## PROBLEMS TO SOLVE
(1) List every title of a written work named in the passage on surrealism.
(2) Retype the passage on surrealism from "Maxime: Elbow on" to "bunch of grapes." without changing a character.

[begin TEXT SHOWN]

Philosophy. Surrealism is based on the belief in the superior reality
of certain forms of previously neglected associations, in the omnipotence
of dream, in the disinterested plan of thought. It
tends to ruin once and for all all other psychic mechanisms and to substitute
itself for them in solving all the principal problems of life.
In the summer of 1919, six months before Tzara arrived in Paris,
André Breton and Philippe Soupault sat down to write what Breton
was later to call the first surrealist text: The
Magnetic Fields. This was to be done according
to the principles of automatic writing - the direct transcription of thought,
"in the absence of critical intervention". In
his emphasis on automatic writing Breton was moving, as did Dada, to stress
the importance of process over product - to allow the artist to shift
into an entirely different gearing of the mechanics of creation. When
he came to writing S'il vous plâit (if
you please), one of the sketches fromThe Magnetic Fields, Breton
records the following sequence:
Gilda: are your eyes really that
colour?
Maxime: Elbow on the table like
naughty children. The fruit of a
Christian primary education, if books didn't lie, everything
is golden.
Gilda: In the huts of fishermen
one finds those artificial bouquets made up of periwinkles and even
a bunch of grapes.
Maxine: The globe must be lifted
up if it is not transparent enough.
Here are the multiple 'short-circuits' which Breton discusses in
his Second Manifesto of Surrealism, here is the sabotaging of the usual
'insanities' which form the realistic current of life.

[end TEXT SHOWN]
[begin DATASET ENTRIES]

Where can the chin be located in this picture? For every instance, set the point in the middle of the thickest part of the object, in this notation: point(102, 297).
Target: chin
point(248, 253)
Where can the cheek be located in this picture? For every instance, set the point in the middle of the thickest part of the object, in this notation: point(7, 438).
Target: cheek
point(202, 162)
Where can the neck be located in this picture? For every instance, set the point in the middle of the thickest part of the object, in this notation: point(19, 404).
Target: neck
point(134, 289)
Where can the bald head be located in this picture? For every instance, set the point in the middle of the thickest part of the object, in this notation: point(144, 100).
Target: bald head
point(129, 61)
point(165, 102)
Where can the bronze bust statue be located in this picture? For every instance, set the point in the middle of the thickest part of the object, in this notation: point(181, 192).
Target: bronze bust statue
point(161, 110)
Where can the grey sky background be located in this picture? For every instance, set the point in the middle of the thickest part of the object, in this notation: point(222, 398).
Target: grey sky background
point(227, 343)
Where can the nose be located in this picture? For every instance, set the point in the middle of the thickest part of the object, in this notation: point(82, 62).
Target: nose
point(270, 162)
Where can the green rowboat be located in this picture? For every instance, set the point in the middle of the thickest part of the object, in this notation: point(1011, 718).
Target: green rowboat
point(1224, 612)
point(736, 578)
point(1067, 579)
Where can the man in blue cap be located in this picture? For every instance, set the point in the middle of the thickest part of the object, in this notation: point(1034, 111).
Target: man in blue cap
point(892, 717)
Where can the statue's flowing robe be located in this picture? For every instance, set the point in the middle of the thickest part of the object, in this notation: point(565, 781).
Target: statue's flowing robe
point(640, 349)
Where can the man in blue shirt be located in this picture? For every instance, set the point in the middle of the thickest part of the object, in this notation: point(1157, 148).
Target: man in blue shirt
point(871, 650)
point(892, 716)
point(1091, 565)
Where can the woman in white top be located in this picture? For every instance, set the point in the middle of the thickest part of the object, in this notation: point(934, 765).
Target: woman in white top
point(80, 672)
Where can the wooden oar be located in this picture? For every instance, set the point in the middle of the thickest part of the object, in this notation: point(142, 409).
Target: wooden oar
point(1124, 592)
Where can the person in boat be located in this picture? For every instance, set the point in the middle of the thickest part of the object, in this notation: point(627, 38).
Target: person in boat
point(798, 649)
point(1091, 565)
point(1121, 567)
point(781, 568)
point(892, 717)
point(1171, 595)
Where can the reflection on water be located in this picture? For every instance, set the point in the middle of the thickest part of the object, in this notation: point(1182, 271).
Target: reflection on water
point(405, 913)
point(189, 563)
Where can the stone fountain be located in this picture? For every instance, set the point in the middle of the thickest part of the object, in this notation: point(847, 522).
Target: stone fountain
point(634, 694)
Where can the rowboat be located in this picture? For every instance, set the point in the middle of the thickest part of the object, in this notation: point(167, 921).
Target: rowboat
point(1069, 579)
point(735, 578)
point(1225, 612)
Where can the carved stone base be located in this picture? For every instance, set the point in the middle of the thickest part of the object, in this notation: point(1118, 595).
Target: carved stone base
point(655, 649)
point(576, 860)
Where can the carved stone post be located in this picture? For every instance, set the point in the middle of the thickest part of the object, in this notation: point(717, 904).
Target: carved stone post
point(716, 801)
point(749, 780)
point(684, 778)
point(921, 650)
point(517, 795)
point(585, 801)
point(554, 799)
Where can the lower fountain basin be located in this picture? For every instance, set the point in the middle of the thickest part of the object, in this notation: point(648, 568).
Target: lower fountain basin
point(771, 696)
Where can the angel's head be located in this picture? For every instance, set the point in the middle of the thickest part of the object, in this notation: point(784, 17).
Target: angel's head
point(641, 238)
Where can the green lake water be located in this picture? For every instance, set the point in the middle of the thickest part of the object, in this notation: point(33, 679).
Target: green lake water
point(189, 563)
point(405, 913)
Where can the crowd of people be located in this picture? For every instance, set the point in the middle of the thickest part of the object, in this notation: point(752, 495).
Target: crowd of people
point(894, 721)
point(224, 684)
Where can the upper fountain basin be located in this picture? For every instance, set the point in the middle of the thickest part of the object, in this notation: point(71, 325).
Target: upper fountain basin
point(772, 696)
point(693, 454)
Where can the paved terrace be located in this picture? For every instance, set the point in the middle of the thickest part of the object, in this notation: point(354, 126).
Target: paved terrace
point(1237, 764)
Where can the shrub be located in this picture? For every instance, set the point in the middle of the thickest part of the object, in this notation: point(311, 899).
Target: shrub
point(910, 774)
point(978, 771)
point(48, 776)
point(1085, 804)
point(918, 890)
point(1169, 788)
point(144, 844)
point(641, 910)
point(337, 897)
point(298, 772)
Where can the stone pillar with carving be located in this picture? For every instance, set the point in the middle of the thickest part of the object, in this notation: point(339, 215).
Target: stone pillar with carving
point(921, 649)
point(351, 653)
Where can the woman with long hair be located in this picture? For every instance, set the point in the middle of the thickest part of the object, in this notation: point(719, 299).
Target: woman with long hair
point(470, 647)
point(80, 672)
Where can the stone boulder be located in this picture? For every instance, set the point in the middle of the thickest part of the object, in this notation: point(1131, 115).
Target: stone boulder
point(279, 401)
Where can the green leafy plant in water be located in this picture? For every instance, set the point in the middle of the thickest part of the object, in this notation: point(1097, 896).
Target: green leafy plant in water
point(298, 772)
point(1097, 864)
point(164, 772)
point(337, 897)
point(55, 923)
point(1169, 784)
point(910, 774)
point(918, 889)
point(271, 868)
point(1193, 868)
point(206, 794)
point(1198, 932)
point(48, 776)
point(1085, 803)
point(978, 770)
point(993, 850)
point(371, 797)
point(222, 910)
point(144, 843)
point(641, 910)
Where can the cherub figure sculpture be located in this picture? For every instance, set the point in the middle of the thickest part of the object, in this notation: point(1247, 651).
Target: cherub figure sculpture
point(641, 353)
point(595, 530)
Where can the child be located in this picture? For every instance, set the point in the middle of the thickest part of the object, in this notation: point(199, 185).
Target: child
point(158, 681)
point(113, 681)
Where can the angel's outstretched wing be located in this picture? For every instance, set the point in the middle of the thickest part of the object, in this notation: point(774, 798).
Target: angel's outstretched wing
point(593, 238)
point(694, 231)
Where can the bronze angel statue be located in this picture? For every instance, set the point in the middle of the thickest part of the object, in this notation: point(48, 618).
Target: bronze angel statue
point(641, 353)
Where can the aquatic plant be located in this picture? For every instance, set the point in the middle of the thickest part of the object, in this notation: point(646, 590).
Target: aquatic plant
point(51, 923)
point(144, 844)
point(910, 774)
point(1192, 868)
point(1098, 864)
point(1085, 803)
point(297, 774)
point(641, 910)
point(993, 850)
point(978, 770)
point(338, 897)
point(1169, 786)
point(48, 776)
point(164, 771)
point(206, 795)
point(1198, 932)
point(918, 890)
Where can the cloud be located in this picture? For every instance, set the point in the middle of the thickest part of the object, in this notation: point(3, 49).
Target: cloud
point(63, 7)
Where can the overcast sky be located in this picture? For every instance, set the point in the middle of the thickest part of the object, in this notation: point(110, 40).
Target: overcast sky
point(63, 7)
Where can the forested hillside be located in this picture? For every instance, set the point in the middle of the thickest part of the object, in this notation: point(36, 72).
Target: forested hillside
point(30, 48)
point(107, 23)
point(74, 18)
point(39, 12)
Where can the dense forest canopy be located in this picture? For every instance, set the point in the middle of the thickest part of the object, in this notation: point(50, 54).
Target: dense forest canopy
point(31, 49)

[end DATASET ENTRIES]

## ANSWERS TO THE PROBLEMS
(1)
The Magnetic Fields
S'il vous plâit
Second Manifesto of Surrealism

(2)
Maxime: Elbow on the table like
naughty children. The fruit of a
Christian primary education, if books didn't lie, everything
is golden.
Gilda: In the huts of fishermen
one finds those artificial bouquets made up of periwinkles and even
a bunch of grapes.